Exercise instructions: In the forum thread on ArrayInputStream performance, what does Java's memory model let the compiler assume about variables?

I don't know the details about how the optimizations are performed in
those cases, but it shouldn't be a problem for the methods in
ArrayInputStream though, since they barely have method calls. A
typical method looks like this:

    public final char readChar() throws IOException {
 		int    pos  = position;
		byte[] data = pageData;

		if (pos >= (end -1))
			throw new EOFException(); // end of file

		int c = ((data[pos++] & 0xff) << 8) | (data[pos++] & 0xff);

		position = pos;

		return (char) c;
    }

And I would assume that this equivalent method would run just as fast:

    public final char readChar() throws IOException {

        if (position >= end - 1)
            throw new EOFException();

        return (char) (((pageData[position++] & 0xff) << 8) |
                       (pageData[position++] & 0xff));
    }

Although I doubt that it would run any faster. But perhaps the jar
file would be a couple of bytes smaller! :)

-- 
Knut Anders

Re: ArrayInputStream and performance

Posted by Daniel John Debrunner <dj...@apache.org>.
Knut Anders Hatlen wrote:
> Daniel John Debrunner <dj...@apache.org> writes:
> 
>> Knut Anders Hatlen wrote:
>>> They use a pattern of first copying the instance
>>> variables into local variables, then do the work on the local
>>> variables, and finally write back to the instance variables. While I
>>> find that a little confusing because I would expect the run-time
>>> compiler to be able to perform that kind of optimization itself,
>>> that's a different issue from what is discussed in this thread.
>> Can the run-time optimizer/compiler perform such an optimization when
>> the instance variable is not final? I would have thought not.
> 
> Yes, I believe it can. Java's memory model basically allows the
> compiler to assume that the variables are accessed by a single thread
> as long as it doesn't hit a memory barrier (like a volatile variable
> or a synchronized block).

How effective can this be when the accesses to the instance field are 
intermixed with method calls of other objects, especially when those 
methods are interface calls?

Dan.



Re: ArrayInputStream and performance

Posted by Knut Anders Hatlen <Kn...@Sun.COM>.

Material:
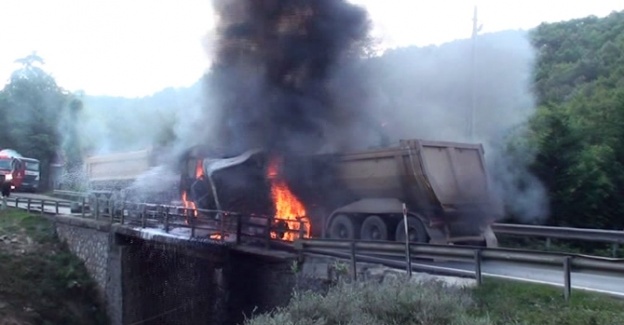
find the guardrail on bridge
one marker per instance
(391, 253)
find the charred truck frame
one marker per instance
(360, 195)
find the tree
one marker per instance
(31, 108)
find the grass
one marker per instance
(41, 282)
(397, 302)
(510, 302)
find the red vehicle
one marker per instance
(12, 173)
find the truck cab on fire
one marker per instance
(12, 172)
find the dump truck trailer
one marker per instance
(361, 195)
(112, 176)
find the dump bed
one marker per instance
(425, 173)
(119, 166)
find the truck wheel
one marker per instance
(415, 228)
(6, 190)
(374, 228)
(342, 227)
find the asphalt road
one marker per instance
(604, 283)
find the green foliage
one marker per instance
(579, 127)
(522, 303)
(32, 109)
(396, 301)
(41, 282)
(393, 302)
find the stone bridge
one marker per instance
(150, 278)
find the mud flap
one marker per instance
(490, 238)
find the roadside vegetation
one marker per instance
(432, 303)
(41, 282)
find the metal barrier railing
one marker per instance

Written response: It lets the compiler assume the variables are accessed by a single thread as long as it doesn't hit a memory barrier, such as a volatile variable or a synchronized block.